→ TUGAS YANG DIKERJAKAN
- 1) Menurut teks tentang transaksi janggal di Kementerian Keuangan, siapa yang menyingkap transaksi janggal senilai Rp 300 triliun?
- 2) Tolong lanjutkan teks tentang transaksi janggal di Kementerian Keuangan, mulai setelah kalimat terakhirnya.

━━ BAGIAN DOKUMEN ━━

• Transaksi janggal Rp 300 triliun berasal dari dugaan tindak pidana kepabeanan dan perpajakan yang ditangani Kemenkeu sebagai penyidik tindak pidana asal.
  • Pengusutan terhadap pertumbuhan harta tak wajar abdi negara harus tetap dilakukan.
  • Tak tertutup kemungkinan pengenaan sanksi pidana TPPU bagi abdi negara dengan harta fantastis yang terbukti menerima gratifikasi dan korupsi.

Selama sebulan terakhir, perhatian publik tersedot pada kasus penganiayaan anak pejabat pajak yang berujung pada penyingkapan harta tak wajar para abdi negara di Kementerian Keuangan. Kasus tersebut bergulir hingga Rabu (8/3) lalu. Menteri Koordinator Politik, Hukum, dan Keamanan Mahfud MD menyingkap transaksi janggal senilai Rp 300 triliun di Kementerian Keuangan.

━━━
━━ BARIS DATA ━━

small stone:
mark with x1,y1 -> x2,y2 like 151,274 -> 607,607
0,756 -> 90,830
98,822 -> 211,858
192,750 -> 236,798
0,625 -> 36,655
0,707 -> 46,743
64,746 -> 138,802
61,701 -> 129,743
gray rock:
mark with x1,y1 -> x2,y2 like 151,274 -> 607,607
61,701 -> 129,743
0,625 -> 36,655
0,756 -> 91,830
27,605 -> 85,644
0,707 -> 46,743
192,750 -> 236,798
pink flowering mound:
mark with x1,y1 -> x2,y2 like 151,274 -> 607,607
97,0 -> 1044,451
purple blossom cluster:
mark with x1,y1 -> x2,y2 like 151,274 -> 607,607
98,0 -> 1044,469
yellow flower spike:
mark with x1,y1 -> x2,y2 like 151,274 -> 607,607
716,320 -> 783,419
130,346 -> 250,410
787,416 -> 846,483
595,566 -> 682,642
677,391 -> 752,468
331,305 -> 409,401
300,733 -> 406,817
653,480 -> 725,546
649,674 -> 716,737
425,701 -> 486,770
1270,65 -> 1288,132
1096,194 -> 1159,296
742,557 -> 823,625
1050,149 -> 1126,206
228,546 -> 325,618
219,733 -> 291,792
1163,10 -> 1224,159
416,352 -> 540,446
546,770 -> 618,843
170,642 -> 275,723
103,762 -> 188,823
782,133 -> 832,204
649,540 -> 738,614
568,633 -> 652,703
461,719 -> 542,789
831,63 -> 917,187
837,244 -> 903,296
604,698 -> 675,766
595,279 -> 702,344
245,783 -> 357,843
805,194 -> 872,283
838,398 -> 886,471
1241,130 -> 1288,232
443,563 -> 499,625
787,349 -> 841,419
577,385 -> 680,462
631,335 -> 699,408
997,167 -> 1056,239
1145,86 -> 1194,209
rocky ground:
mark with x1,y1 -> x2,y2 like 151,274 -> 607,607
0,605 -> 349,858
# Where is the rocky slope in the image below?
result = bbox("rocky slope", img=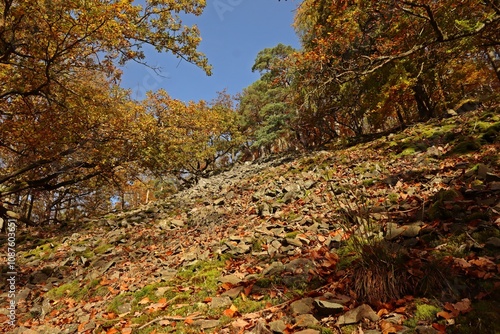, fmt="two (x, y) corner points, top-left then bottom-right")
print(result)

━━━

→ JAWABAN LATIHAN
- 1) Menteri Koordinator Politik, Hukum, dan Keamanan Mahfud MD.

- 2)
Mahfud juga mengatakan transaksi tersebut melibatkan setidaknya 467 pegawai Kemenkeu dan terjadi sejak 2009. "Sebagian besar ada di Direktorat Jenderal Pajak dan Bea Cukai," kata dia.

Pernyataan Mahfud diamini oleh Kepala Pusat Pelaporan dan Analisis Transaksi Keuangan (PPATK) Ivan Yustiavandana. "Itu akumulasi dari hampir 200 Informasi Hasil Analisis (IHA) yang kami sampaikan kepada Kemenkeu sejak 2009 sampai 2023," kata Ivan kepada Katadata, Rabu (8/3).

Menteri Keuangan Sri Mulyani kebakaran jenggot. Ia menyatakan tak pernah menerima laporan ihwal transaksi janggal yang ada di dalam tubuh institusi yang ia pimpin. Pernyataan ini ditanggapi PPATK dengan menyerahkan dokumen yang diminta pada Senin (13/3) lalu. Menurut Ivan, dokumen tersebut berisi rekapitulasi data dugaan tindak pidana pencucian uang (TPPU) sepanjang 2009-2023.

PERTEMUAN PPATK DAN KEMENKEU
PERTEMUAN PPATK DAN KEMENKEU (ANTARA FOTO/Akbar Nugroho Gumay/hp.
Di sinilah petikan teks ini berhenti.